** Opening DATA FOR THE TASK block **

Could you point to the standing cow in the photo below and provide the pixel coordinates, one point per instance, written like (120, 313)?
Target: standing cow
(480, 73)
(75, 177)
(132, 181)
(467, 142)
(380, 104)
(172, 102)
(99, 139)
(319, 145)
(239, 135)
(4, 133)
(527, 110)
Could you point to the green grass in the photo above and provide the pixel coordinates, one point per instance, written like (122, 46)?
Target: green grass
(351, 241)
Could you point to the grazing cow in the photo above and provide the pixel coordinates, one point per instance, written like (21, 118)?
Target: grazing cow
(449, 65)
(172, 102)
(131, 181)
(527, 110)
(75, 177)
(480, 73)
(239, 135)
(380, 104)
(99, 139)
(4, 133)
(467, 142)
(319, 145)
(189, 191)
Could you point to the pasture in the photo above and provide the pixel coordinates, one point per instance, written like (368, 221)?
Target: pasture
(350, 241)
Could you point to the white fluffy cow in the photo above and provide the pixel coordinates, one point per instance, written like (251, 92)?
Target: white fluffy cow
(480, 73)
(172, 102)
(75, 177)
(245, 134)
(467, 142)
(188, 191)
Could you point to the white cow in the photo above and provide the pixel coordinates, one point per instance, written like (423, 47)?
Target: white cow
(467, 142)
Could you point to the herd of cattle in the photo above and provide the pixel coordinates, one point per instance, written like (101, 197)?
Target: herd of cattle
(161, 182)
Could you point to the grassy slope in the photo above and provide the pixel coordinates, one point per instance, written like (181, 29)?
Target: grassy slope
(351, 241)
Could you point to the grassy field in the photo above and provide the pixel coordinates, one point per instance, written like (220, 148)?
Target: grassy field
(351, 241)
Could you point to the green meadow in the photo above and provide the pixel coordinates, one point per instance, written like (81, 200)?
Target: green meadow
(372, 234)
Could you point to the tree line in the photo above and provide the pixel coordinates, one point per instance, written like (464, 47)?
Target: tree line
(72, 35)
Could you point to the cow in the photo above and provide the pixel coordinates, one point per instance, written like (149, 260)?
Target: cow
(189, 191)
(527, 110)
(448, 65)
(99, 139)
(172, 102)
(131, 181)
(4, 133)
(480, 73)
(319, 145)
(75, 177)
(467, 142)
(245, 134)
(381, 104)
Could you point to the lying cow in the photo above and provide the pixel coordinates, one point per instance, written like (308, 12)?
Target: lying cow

** Closing DATA FOR THE TASK block **

WHAT THIS TASK INVOLVES >> Only these lines should appear in the reply: the one containing "Target: green meadow", the last line of the data, and all lines between them, each copied exactly.

RESPONSE TO THIS TASK >>
Target: green meadow
(372, 234)
Could you point to the tree line in the photo above and provide the pixel coordinates, one point per instance, written like (464, 47)?
Target: tree line
(72, 35)
Could you point to the cow in the photo above and provide the pixel coordinates, one point per instance, written like (149, 260)?
Target: cow
(189, 191)
(527, 110)
(448, 65)
(99, 139)
(172, 102)
(131, 181)
(4, 133)
(480, 73)
(319, 145)
(75, 177)
(467, 142)
(245, 134)
(381, 104)
Could you point to the lying cow in the photo above and provide the pixel coordinates, one point per instance, written like (308, 12)?
Target: lying cow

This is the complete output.